*Tasks and exercises*.
1 > Summarize the discussion of stack overflow handling in two sentences.
2 > Continue the discussion of stack overflow handling from its last sentence.

*Source*.
This also makes stack overflow very deterministic (only depends on the program) and controllable--there is a compiler option to set the stack size in KiB. There's no need for the compiler to insert strided accesses either, as the whole segment is mapped, and you can have more than a single guard page at the beginning (think: 1MiB guard region).

Stack segments in C (and Linux) are madness if you use very much and want anything to be robust to overflow.


The way to handle stack overflow gracefully on Linux is to check in your signal handler whether the faulting address was between the beginning of the stack and the current stack pointer. You can read the stack pointer register from the signal handler's third parameter.

This is also how the kernel grows the stack. When there's a fault, it compares the faulting address to the stack pointer register. This way, big frames don't confuse the automatic growing. (On Windows, by contrast, stack growth is detected using a single 4k guard page, so compilers must be careful with big frames and insert strided accesses)


Managing your own pthread stacks can make thread more costly though, can't it? Use of pthread_set_stack requires stack_size at least PTHREAD_STACK_MIN which on glibc linux tends to be 16384, four times larger than the initial cost of a demand-paged stack map. I understand that on musl this is 2048, so that's nice.


Yeah, I think there would be some overhead, because it doesn't look like pthread_create allows specifying a stack segment. But I wouldn't be using pthread_create (or any C library for that matter), because Virgil goes all the way down to kernel; there is no C environment.

I only experimented briefly[1] with getting Virgil threads to run on Linux. You need to call SYS_clone, which forks a lightweight process (i.e. shares all virtual memory), and specify a stack segment. The segment in question would of course, be mapped by Virgil and not have MAP_GROWSDOWN, so it could be made robust to stack overflow along the lines above.

*Record extracts*.
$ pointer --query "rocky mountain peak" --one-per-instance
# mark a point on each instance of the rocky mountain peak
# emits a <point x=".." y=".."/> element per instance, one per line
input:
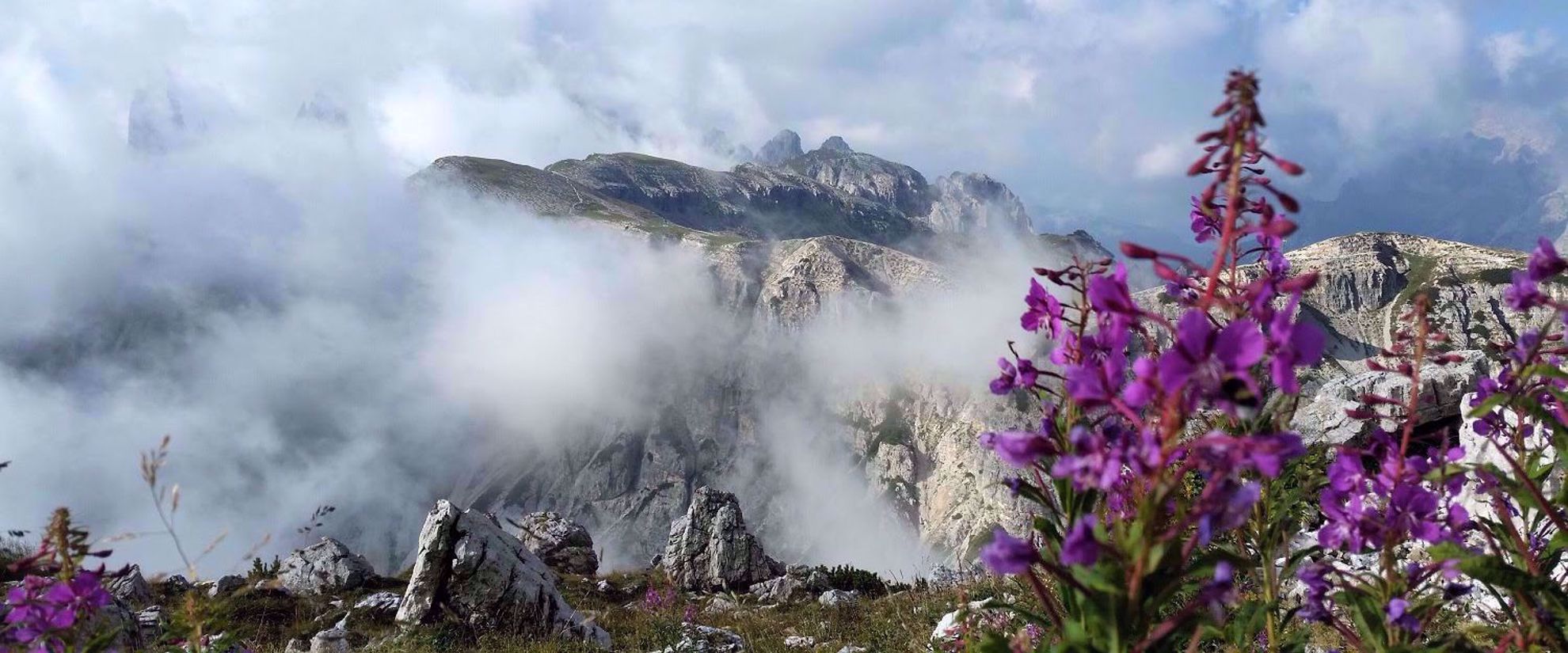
<point x="835" y="145"/>
<point x="969" y="203"/>
<point x="782" y="147"/>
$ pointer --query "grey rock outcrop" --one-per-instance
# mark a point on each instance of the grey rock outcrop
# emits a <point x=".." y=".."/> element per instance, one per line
<point x="748" y="201"/>
<point x="839" y="598"/>
<point x="782" y="147"/>
<point x="697" y="638"/>
<point x="174" y="584"/>
<point x="866" y="176"/>
<point x="782" y="589"/>
<point x="329" y="641"/>
<point x="223" y="586"/>
<point x="472" y="569"/>
<point x="1443" y="389"/>
<point x="561" y="544"/>
<point x="709" y="547"/>
<point x="131" y="587"/>
<point x="151" y="624"/>
<point x="325" y="568"/>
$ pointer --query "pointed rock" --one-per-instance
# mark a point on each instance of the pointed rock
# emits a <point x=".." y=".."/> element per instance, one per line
<point x="560" y="542"/>
<point x="782" y="147"/>
<point x="835" y="145"/>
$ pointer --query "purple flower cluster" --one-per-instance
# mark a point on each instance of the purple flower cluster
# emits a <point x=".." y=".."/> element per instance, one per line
<point x="1526" y="293"/>
<point x="41" y="613"/>
<point x="1404" y="497"/>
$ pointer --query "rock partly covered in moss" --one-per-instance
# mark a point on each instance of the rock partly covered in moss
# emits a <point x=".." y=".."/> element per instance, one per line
<point x="472" y="569"/>
<point x="709" y="549"/>
<point x="325" y="568"/>
<point x="131" y="587"/>
<point x="561" y="544"/>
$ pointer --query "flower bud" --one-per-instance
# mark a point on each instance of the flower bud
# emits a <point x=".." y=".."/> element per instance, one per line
<point x="1137" y="251"/>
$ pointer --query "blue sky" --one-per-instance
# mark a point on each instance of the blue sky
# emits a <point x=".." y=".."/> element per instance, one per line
<point x="1084" y="107"/>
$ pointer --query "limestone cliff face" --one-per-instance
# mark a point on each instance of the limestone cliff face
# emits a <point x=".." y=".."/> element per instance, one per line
<point x="1369" y="279"/>
<point x="866" y="176"/>
<point x="1366" y="284"/>
<point x="817" y="233"/>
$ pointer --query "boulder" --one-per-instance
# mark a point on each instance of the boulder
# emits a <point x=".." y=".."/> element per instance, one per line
<point x="839" y="598"/>
<point x="380" y="603"/>
<point x="481" y="575"/>
<point x="329" y="641"/>
<point x="780" y="589"/>
<point x="1443" y="390"/>
<point x="323" y="568"/>
<point x="782" y="147"/>
<point x="697" y="638"/>
<point x="174" y="584"/>
<point x="710" y="550"/>
<point x="223" y="586"/>
<point x="151" y="625"/>
<point x="131" y="587"/>
<point x="561" y="544"/>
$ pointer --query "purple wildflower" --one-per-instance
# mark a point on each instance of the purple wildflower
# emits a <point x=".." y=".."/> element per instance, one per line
<point x="1399" y="614"/>
<point x="1142" y="389"/>
<point x="1294" y="345"/>
<point x="1315" y="603"/>
<point x="1045" y="310"/>
<point x="1208" y="358"/>
<point x="1224" y="454"/>
<point x="1107" y="293"/>
<point x="1225" y="507"/>
<point x="1094" y="462"/>
<point x="1545" y="262"/>
<point x="1523" y="293"/>
<point x="1081" y="547"/>
<point x="1007" y="555"/>
<point x="1018" y="448"/>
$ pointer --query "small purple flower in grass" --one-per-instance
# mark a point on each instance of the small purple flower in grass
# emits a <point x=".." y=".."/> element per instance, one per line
<point x="1081" y="549"/>
<point x="1045" y="310"/>
<point x="1209" y="358"/>
<point x="1294" y="345"/>
<point x="1007" y="555"/>
<point x="1545" y="262"/>
<point x="1399" y="614"/>
<point x="1222" y="589"/>
<point x="1523" y="293"/>
<point x="1021" y="376"/>
<point x="1203" y="227"/>
<point x="1095" y="459"/>
<point x="1227" y="509"/>
<point x="1142" y="389"/>
<point x="1018" y="448"/>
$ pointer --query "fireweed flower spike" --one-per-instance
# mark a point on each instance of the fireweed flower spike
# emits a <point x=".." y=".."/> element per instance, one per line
<point x="1132" y="502"/>
<point x="1009" y="555"/>
<point x="1081" y="547"/>
<point x="1024" y="374"/>
<point x="1209" y="358"/>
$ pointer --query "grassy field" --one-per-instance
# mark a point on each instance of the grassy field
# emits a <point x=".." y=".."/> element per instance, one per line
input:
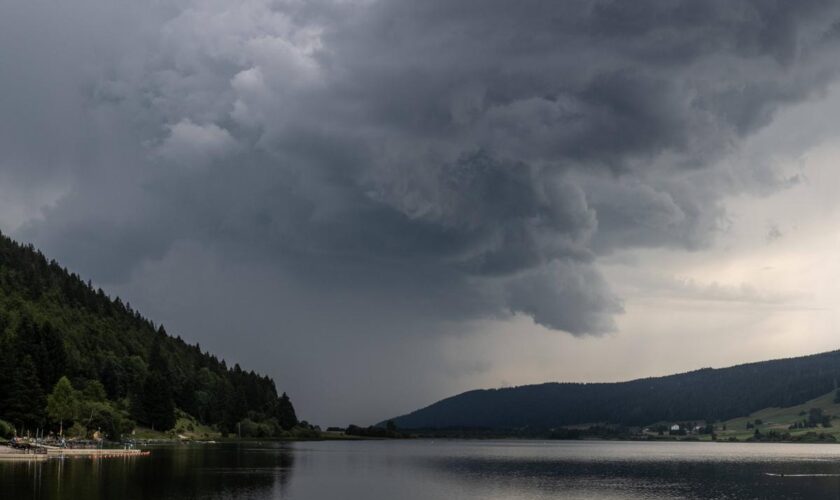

*Exercise responses*.
1 > On Linux, a program can handle stack overflow gracefully by checking in its signal handler whether the faulting address lies between the beginning of the stack and the current stack pointer, the same comparison the kernel uses to grow the stack. Managing your own pthread stacks may add cost because PTHREAD_STACK_MIN tends to be 16384 on glibc Linux, but Virgil uses no C library and would call SYS_clone with a stack segment it maps itself without MAP_GROWSDOWN, making it robust to overflow.

2 >
[1] https://github.com/titzer/virgil/blob/master/apps/Multi/Mult...


Nice to see you and the Virgil project again!! Really interesting to read about your Linux systems programming experiences. I learned a lot reading your source code but this bit about stacks escaped me.

Also I see x86_64 Linux targets are supported now and that's awesome. Do you plan to support ARM architectures?


Hey, thanks! I wrote about 1/3rd of an arm32 backend but it's languished because I've focused Virgil energy on only those things I need for my Wizard Engine project. Probably the next port I'll do will be arm64 to run on the M1 and Raspberry Pi, but that'll be some time in the future.

Nice to hear someone has read the code. Glad you like it. Cheers :)


Tangent because this the first I’ve heard of Virgil. From the main README, what do you mean when you say you would like programs written in Virgil to be dependency-free?


You can write programs that depend on no libraries at all, not even an SDK. They just need a compiler binary (and a machine to run that--x86-linux, x86-darwin, jvm, or even a Wasm engine) to compile, and compile to a binary that also only needs a machine to run--no shared objects, external jars, etc.

The language has no builtin classes, interfaces, or functions. In contrast to say, Java, where the language (and compiler) know about java.lang.Object, java.lang.String, etc. The compiler knows how to compile classes, but it doesn't know the name of any built-in ones.

Virgil is really designed to build the lowest level of software. Thus all my focus on low-level things like calling the kernel and mapping stacks, etc. The only thing that depends on more than just the kernel is the test suite, which uses bash and a little bit of C.


Interesting! Virgil looks really cool! I've been looking for something like it since about the time you started working on it, and I'm glad I've finally found it.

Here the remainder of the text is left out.